------ SELECTED PASSAGE ------

In summary, I found several points very convicting and enlightening to those who are more content with our books, studies, discussion over coffee, and less familiar with being on the "front line."  Should John Piper apologize?  Well, if John Piper or the Elders with whom he serves are convicting that what has been done is wrong in the sight of the Lord, then yes.  Do I believe anything was said that is going to "shipwreck" the faith of God's elect?  Certainly not!  Would you and I say things in the same way, lead a congregation in the same way?  Probably not.  However, my dear friends, on the day of our Lord's returning we will see the results of labor.

There is more to say...but I hope that this is a gracious start.

Beloved, let us love one another

Beloved, let us love one another, for love is from God, and whoever loves has been born of God and knows God. 1 John 4:7 ESV

A group called The Rizers have recently put together some scripture memory songs and this verse is included in one of the tracks.  On a side note I would highly recommend taking time to download these songs for free and use them with your family.

------ GIVEN INFORMATION ------

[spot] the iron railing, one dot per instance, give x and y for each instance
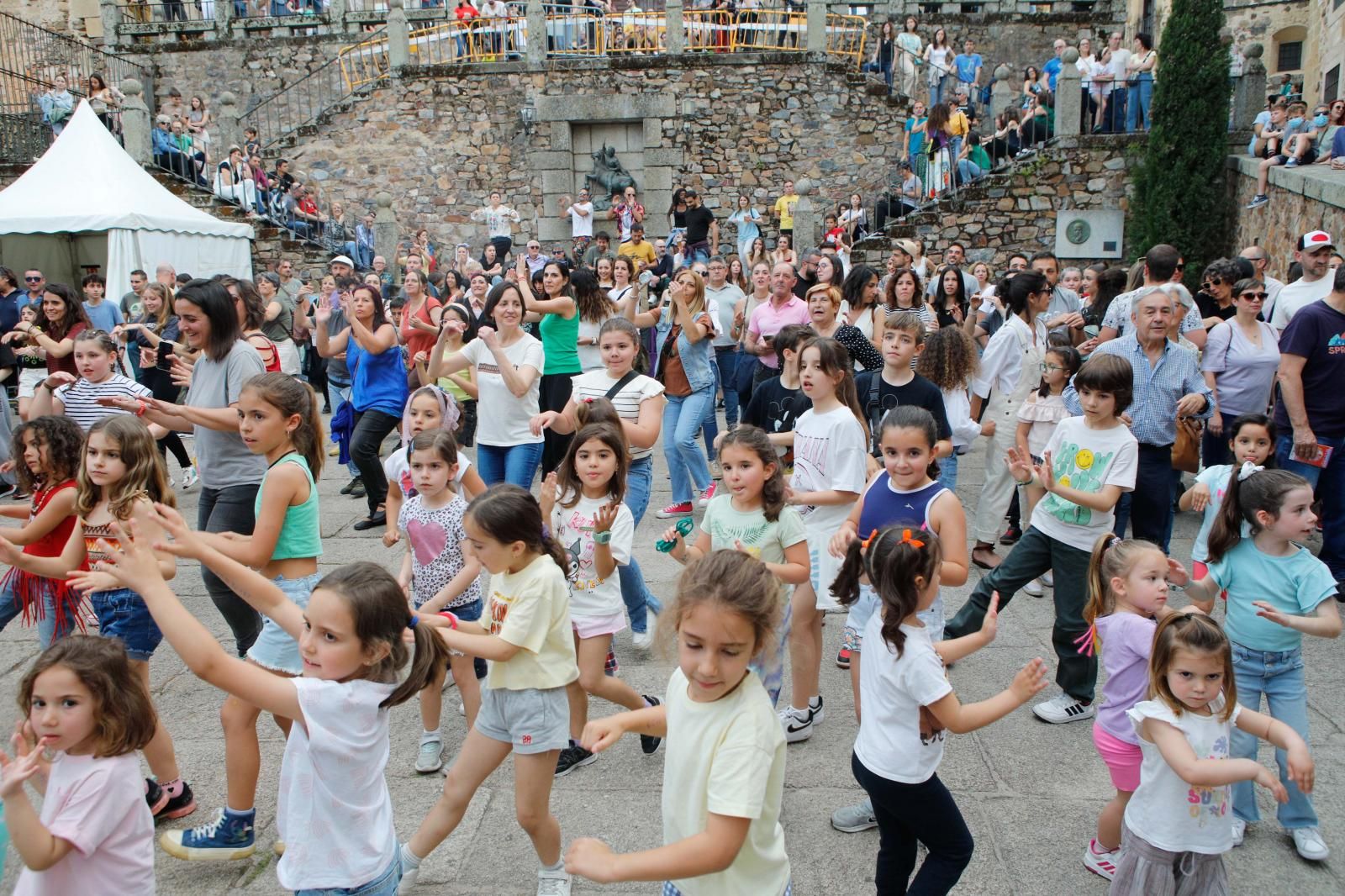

------

PROBLEM 1:
Print the passage from "In summary, I" up to and including "results of labor.".
PROBLEM 2:
According to the verse quoted in the passage, why should we love one another? Answer in one to three sentences.

ANSWER BOX 1:
In summary, I found several points very convicting and enlightening to those who are more content with our books, studies, discussion over coffee, and less familiar with being on the "front line."  Should John Piper apologize?  Well, if John Piper or the Elders with whom he serves are convicting that what has been done is wrong in the sight of the Lord, then yes.  Do I believe anything was said that is going to "shipwreck" the faith of God's elect?  Certainly not!  Would you and I say things in the same way, lead a congregation in the same way?  Probably not.  However, my dear friends, on the day of our Lord's returning we will see the results of labor.

ANSWER BOX 2:
We should love one another because love is from God. Whoever loves has been born of God and knows God.